CONSIGNE 1 —
Extrayez à l'identique les lignes des entrées en commençant au tout début des entrées et en finissant à la ligne qui contient « 148 104 L 153 », ces deux lignes comprises, et rien d'autre.

TEXTE FOURNI —
Visite à la Bibliothèque Nationale

Samedi 26 Janvier 10h 30-12h, Bibliothèque Nationale, département musique.

Pour les adhérents à l’association, nous avons proposé une visite à la Bibliothèque Nationale de France à Paris, département de musique :

Découverte de manuscrits rares français, visite dirigée et commentée par Catherine Massip,

Le manuscrit Bauyn

http://www.bnf.fr/pages/collections...


Le samedi 29 janvier 2008 un certain nombre d’entre nous ont été très gracieusement reçus par Catherine Massip au Département de la Musique de la Bibliothèque Nationale. Généreuse de son temps et de son savoir, elle nous a fait la visite d’une partie du département, puis nous a montré des manuscrits de la réserve.

En imaginant que nous connaissions tous la grande salle de lecture, nous avons commencé notre visite par une plus petite salle, utilisée pour la lecture et la photocopie des microfilms, et d’ores et déjà utilisée également pour les recherches informatiques. Petit à petit, les catalogues, les collections et les partitions seront « digitalisées », mises parfois sur Internet également, et donc accessibles à un très grand nombre de chercheurs, musicologues, et musiciens.

Madame Massip, répondant à nos questions, a décrit la politique actuelle du département, et a confirmé que la copie (photocopie ou copie à la main) des documents de l’époque est parfaitement légale et utilisable en édition, avec quelques réserves seulement.

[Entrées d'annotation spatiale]
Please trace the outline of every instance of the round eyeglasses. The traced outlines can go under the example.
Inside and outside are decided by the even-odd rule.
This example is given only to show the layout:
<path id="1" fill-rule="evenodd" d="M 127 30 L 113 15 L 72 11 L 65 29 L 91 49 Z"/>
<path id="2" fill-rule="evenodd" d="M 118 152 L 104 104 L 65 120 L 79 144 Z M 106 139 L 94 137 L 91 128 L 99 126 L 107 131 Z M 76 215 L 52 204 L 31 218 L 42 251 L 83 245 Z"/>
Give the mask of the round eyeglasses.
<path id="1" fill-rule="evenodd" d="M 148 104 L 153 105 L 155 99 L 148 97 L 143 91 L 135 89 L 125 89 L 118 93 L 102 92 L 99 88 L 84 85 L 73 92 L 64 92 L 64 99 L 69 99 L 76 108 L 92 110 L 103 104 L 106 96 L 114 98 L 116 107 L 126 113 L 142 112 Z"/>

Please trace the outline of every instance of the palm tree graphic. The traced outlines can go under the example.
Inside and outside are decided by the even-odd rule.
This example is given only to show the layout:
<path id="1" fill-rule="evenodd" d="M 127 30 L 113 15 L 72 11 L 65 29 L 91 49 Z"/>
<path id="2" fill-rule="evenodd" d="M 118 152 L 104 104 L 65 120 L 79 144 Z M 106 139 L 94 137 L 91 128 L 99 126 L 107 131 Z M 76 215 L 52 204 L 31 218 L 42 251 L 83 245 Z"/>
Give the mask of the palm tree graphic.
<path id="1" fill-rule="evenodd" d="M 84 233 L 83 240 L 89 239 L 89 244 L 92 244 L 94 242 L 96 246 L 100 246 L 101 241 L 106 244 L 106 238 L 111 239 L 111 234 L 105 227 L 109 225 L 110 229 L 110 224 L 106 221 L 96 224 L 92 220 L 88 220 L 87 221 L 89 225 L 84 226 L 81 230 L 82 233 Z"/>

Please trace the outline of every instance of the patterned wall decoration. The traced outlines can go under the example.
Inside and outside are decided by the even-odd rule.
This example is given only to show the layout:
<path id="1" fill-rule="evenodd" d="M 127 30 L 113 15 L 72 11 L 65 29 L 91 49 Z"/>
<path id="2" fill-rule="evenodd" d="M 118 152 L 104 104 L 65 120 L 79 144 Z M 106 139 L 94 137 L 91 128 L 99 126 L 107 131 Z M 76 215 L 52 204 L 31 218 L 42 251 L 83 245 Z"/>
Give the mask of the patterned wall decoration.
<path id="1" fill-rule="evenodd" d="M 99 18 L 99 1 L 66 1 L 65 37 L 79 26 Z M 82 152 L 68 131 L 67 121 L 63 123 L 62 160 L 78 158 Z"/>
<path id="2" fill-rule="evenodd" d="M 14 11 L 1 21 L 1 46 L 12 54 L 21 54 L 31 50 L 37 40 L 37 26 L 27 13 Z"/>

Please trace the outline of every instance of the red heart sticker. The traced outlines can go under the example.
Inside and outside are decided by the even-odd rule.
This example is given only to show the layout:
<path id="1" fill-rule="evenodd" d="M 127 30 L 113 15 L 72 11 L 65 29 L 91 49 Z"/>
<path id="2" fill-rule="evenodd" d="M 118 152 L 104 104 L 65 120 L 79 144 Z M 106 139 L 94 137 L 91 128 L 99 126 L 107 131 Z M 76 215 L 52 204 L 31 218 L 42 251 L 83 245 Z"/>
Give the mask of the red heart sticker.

CONSIGNE 2 —
Recopiez mot pour mot le passage du texte sur la visite à la Bibliothèque nationale qui commence par « En imaginant que » et se termine par « quelques réserves seulement. ».

RÉPONSE COMPLÈTE 1 —
Please trace the outline of every instance of the round eyeglasses. The traced outlines can go under the example.
Inside and outside are decided by the even-odd rule.
This example is given only to show the layout:
<path id="1" fill-rule="evenodd" d="M 127 30 L 113 15 L 72 11 L 65 29 L 91 49 Z"/>
<path id="2" fill-rule="evenodd" d="M 118 152 L 104 104 L 65 120 L 79 144 Z M 106 139 L 94 137 L 91 128 L 99 126 L 107 131 Z M 76 215 L 52 204 L 31 218 L 42 251 L 83 245 Z"/>
Give the mask of the round eyeglasses.
<path id="1" fill-rule="evenodd" d="M 148 104 L 153 105 L 155 99 L 148 97 L 143 91 L 135 89 L 125 89 L 118 93 L 102 92 L 99 88 L 84 85 L 73 92 L 64 92 L 64 99 L 69 99 L 76 108 L 92 110 L 103 104 L 106 96 L 114 98 L 116 107 L 126 113 L 142 112 Z"/>

RÉPONSE COMPLÈTE 2 —
En imaginant que nous connaissions tous la grande salle de lecture, nous avons commencé notre visite par une plus petite salle, utilisée pour la lecture et la photocopie des microfilms, et d’ores et déjà utilisée également pour les recherches informatiques. Petit à petit, les catalogues, les collections et les partitions seront « digitalisées », mises parfois sur Internet également, et donc accessibles à un très grand nombre de chercheurs, musicologues, et musiciens.

Madame Massip, répondant à nos questions, a décrit la politique actuelle du département, et a confirmé que la copie (photocopie ou copie à la main) des documents de l’époque est parfaitement légale et utilisable en édition, avec quelques réserves seulement.